ACTIVIDAD A: Resume en forma de lista el párrafo del texto sobre la comida de la feria que comienza con «Si usted es de los que piensa». Conserva sus datos principales.
ACTIVIDAD B: Escribe la parte que sigue del texto sobre la comida de la feria, a partir de la oración que termina en «mientras me servía mi plato».

La cuarta es el motivo de este texto y lo mejor de la feria: la comida. Si usted es un curioso de las costumbres y sabores de otros lugares, antes de tomar una mochila y comprar boletos de avión, regálese la oportunidad de tener una vuelta al mundo en 80 platos, en el Zócalo de la Ciudad de México.
Para escribir este texto tuve que sacrificarme y acudir al llamado culinario durante cuatro días, en diferentes momentos. No sabía qué elegir. Probé comida de los cinco continentes. Aguas frescas de cuanta fruta, semilla o yerba podía y hasta me di el lujo de beberme una botella de auténtico vino espumoso de Champagne, cuyo maridaje perfecto fue un pequeño bocadillo de queso brie, para después deleitar mi paladar con un brownie recién horneado bañado con chocolate caliente directo de Bélgica, lo cual fue el pecado de gula más delicioso en mucho tiempo.
Sin embargo, si me preguntan, lo mejor de la oferta culinaria se encuentra justamente donde me topé con menos visitantes. En el área donde se concentraron los países centroamericanos y del Caribe. ¡Qué delicias probé!
Si usted es de los que piensa que la comida centroamericana es aburrida porque se parece a la mexicana, permítame decirle que no es así. En efecto, mucha comida también se basa en el maíz, el frijol, el arroz, el queso o la papa, como la nuestra. Sin embargo, en los pabellones de Honduras, El Salvador y República Dominicana, pude encontrar los que fueron mis platillos favoritos de este recorrido gastronómico.
Los pasteles de chucho fueron el principio. No crean que me puse a robar el postre de algún Jesús, ¡no!, así se llaman unas deliciosas empanadas fritas hechas de maíz, papa, arroz y carne, cubiertas de una ensalada hecha de repollo (col blanca), betabel (remolacha), tomate y limón, bañadas con una salsa de tomate que le daba el toque perfecto. ¡Una verdadera delicia hondureña!, servida además con el toque extra de la amabilidad de la señora que muy orgullosa me explicó los ingredientes mientras me servía mi plato.

Entradas de datos recopiladas

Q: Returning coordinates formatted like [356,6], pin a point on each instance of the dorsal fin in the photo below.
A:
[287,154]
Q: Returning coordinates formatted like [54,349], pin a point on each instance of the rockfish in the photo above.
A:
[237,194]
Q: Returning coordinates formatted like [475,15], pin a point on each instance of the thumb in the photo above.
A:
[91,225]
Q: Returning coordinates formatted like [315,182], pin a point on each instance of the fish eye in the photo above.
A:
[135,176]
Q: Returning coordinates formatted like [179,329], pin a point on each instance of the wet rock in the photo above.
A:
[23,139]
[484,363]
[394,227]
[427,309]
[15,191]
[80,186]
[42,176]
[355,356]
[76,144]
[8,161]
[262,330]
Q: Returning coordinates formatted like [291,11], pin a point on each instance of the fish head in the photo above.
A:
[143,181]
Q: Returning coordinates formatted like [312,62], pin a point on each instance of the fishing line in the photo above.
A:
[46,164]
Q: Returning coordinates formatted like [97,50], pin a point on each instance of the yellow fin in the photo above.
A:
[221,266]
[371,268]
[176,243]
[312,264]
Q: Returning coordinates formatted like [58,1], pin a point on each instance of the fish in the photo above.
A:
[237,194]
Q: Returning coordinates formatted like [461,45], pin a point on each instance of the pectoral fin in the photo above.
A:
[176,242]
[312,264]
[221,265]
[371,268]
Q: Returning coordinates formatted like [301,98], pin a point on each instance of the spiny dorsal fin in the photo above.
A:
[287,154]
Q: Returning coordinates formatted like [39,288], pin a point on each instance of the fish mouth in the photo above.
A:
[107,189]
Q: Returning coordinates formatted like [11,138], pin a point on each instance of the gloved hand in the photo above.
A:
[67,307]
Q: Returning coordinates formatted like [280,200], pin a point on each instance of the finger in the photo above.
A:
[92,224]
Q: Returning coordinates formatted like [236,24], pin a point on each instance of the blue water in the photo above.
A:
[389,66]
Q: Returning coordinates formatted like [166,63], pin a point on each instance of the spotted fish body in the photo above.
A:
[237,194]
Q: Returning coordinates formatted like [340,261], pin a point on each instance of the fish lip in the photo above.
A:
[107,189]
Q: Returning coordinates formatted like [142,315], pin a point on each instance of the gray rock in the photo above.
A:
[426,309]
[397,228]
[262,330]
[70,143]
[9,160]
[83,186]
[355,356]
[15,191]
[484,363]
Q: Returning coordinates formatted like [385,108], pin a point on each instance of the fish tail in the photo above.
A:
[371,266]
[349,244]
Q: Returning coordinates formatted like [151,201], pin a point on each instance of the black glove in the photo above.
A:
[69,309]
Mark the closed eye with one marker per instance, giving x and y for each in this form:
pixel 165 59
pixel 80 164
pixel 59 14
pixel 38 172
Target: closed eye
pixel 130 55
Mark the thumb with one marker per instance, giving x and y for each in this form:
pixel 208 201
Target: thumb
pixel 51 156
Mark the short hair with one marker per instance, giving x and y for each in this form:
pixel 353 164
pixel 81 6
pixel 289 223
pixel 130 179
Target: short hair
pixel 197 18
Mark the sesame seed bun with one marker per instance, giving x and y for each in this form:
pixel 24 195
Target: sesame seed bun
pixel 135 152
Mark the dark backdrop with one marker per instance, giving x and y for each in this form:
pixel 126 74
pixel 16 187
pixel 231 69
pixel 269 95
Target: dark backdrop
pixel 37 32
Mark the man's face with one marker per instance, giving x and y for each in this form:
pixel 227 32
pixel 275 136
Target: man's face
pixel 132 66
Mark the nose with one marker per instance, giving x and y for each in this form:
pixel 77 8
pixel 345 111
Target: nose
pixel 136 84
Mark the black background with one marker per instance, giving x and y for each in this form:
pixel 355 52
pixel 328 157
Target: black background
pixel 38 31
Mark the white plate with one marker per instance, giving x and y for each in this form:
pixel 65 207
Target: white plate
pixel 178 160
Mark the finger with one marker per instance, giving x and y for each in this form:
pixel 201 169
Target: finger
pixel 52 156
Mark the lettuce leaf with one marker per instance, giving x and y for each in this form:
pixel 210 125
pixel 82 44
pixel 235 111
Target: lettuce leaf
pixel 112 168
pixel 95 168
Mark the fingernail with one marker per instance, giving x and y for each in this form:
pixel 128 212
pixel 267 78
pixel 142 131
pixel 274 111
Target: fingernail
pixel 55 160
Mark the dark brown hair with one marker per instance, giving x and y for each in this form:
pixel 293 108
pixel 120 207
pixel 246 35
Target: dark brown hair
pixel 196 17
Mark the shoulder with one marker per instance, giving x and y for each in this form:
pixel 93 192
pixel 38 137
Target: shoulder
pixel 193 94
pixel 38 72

RESPUESTA A:
- La comida centroamericana no es aburrida, aunque se parezca a la mexicana.
- Como la nuestra, mucha se basa en el maíz, el frijol, el arroz, el queso o la papa.
- Los platillos favoritos del recorrido estuvieron en los pabellones de Honduras, El Salvador y República Dominicana.

RESPUESTA B:
Otro platillo digno del paladar más exigente son las pupusas salvadoreñas. Ya sea de chicharrón con frijol y queso, o sólo de queso, son parecidas a nuestras gorditas, aunque con una consistencia más suave en la masa de maíz. Se sirven bañadas de una salsa de tomate ácida y más picosita. Se acompañan también de una ensalada de col y zanahoria con limón.
Y si de manjares se trata, en el pabellón de República Dominicana descubrí uno del que hasta la receta pedí: pastel de plátano macho maduro con carne y queso, acompañado de un agua de naranja con leche que sabía a gloria.
Tengo la esperanza de volver en los días siguientes para probar las empanadas de tiburón de Belice, las Canoas de plátano macho de El Salvador, las arepas colombianas, las bolitas de queso brasileñas y tomarme un refresco de guaraná, para recordar los que me bebí en las calles de Río de Janeiro. Por lo pronto, lo que puedo asegurarle, querido lector, es que después de lo que he comido en estos últimos cuatro días… ¡ya me urge planear un recorrido gastronómico por América Latina!